* [PROMPT]
Reproduce the records below word for word, leaving out the picture.

[Point labels for objects]

···

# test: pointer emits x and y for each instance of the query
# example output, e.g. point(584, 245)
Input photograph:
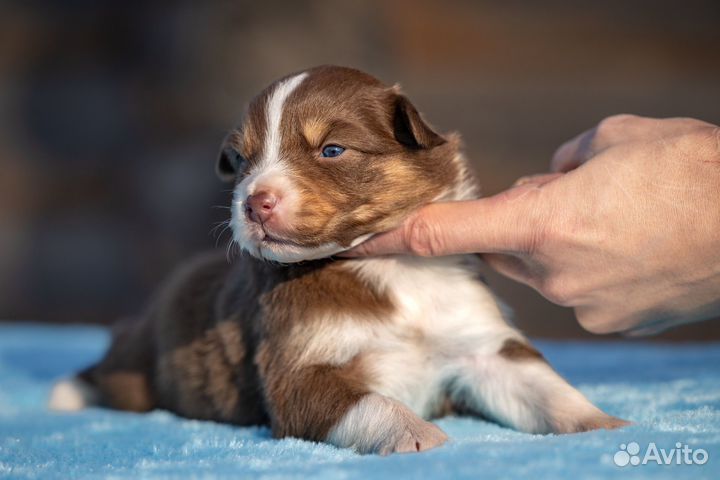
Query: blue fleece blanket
point(671, 392)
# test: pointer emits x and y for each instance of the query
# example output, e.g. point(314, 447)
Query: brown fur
point(516, 350)
point(230, 342)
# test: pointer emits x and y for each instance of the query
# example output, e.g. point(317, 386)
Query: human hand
point(626, 230)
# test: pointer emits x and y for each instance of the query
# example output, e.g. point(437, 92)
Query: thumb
point(505, 223)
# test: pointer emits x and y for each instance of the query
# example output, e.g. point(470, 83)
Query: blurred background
point(112, 112)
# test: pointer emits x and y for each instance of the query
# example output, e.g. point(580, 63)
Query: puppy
point(358, 353)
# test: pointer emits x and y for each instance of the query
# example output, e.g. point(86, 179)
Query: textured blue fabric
point(671, 392)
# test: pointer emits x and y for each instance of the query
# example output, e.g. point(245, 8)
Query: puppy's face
point(324, 159)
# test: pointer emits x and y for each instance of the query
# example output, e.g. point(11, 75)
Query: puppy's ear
point(230, 162)
point(409, 127)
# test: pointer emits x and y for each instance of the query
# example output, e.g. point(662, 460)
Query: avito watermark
point(629, 454)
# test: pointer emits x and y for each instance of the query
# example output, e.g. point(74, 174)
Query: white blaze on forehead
point(273, 117)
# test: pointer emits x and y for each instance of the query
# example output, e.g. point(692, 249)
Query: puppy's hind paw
point(381, 425)
point(417, 437)
point(601, 421)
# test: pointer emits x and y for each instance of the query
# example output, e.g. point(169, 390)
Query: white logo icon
point(629, 454)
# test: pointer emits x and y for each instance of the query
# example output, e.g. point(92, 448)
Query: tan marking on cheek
point(516, 350)
point(314, 132)
point(398, 172)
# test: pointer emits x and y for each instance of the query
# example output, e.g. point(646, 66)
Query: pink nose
point(259, 206)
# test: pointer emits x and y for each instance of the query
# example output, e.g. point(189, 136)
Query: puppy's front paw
point(378, 424)
point(416, 435)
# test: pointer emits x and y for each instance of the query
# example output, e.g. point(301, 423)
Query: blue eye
point(330, 151)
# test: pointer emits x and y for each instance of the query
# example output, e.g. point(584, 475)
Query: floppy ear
point(409, 127)
point(229, 161)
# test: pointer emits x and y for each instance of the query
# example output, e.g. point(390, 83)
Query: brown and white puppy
point(358, 353)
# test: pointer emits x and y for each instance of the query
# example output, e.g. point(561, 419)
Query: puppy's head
point(327, 157)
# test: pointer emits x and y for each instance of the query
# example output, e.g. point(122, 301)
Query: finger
point(505, 223)
point(574, 153)
point(537, 180)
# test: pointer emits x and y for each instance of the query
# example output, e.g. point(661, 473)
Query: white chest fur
point(444, 317)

···

* [WRITTEN ANSWER]
# test: pointer emits x and y for each instance of the query
# example output, e.g. point(584, 245)
Input photograph:
Query: blue fleece blanket
point(671, 392)
# test: pointer emits x and y for each instance of the query
# example output, e.g. point(314, 447)
Query: brown fur
point(516, 350)
point(230, 342)
# test: pointer emits x and y for each instance of the query
# example output, e.g. point(317, 386)
Query: human hand
point(626, 230)
# test: pointer emits x and y for each instance of the query
# example output, e.g. point(437, 92)
Query: thumb
point(505, 223)
# test: pointer emits x and y for each instance of the query
# example output, e.g. point(470, 83)
Query: blurred background
point(112, 112)
# test: pointer emits x and y for each instance of the query
# example output, e.g. point(580, 63)
Query: puppy
point(358, 353)
# test: pointer emits x and y for each instance of the query
# example output, e.g. point(86, 179)
Query: textured blue fabric
point(671, 392)
# test: pointer emits x and y for each instance of the query
# example output, e.g. point(245, 8)
Query: puppy's face
point(324, 159)
# test: pointer emits x and y for each instance of the query
# example output, e.g. point(11, 75)
Query: puppy's ear
point(230, 162)
point(409, 127)
# test: pointer emits x and y for each instance of the query
# example output, e.g. point(662, 460)
Query: avito watermark
point(629, 454)
# test: pointer emits x and y for each instance of the query
# example output, e.g. point(74, 174)
Query: white blaze on forehead
point(273, 117)
# test: pointer emits x and y for each instance of the query
# example output, e.g. point(692, 249)
Query: puppy's hind paw
point(381, 425)
point(417, 437)
point(601, 421)
# test: pointer emits x and y for each instance of the query
# example output, e.g. point(169, 390)
Query: white logo icon
point(629, 454)
# test: pointer emits x and y for each instance of the query
# example output, e.g. point(92, 448)
Query: tan marking on cheek
point(516, 350)
point(314, 132)
point(398, 172)
# test: pointer emits x and y for each instance of the query
# example output, e.g. point(646, 66)
Query: pink nose
point(259, 206)
# test: pointer emits x and y for each instance of the query
# example output, e.g. point(189, 136)
Query: puppy's front paw
point(378, 424)
point(416, 435)
# test: pointer emits x and y for each instance of the query
# example output, e.g. point(301, 423)
Query: blue eye
point(330, 151)
# test: pointer emits x and y for each instance of the query
# example output, e.g. point(584, 475)
Query: floppy ear
point(409, 127)
point(229, 161)
# test: pointer emits x and y for each instance of the query
# example output, e.g. point(390, 83)
Query: brown and white puppy
point(358, 353)
# test: pointer emits x and y for each instance of the query
# example output, e.g. point(561, 419)
Query: puppy's head
point(327, 157)
# test: pointer emits x and y for each instance of the query
# example output, e.g. point(122, 301)
Query: finger
point(505, 223)
point(574, 153)
point(537, 180)
# test: pointer emits x and y for each instance of the query
# example output, e.g. point(661, 473)
Query: white chest fur
point(444, 317)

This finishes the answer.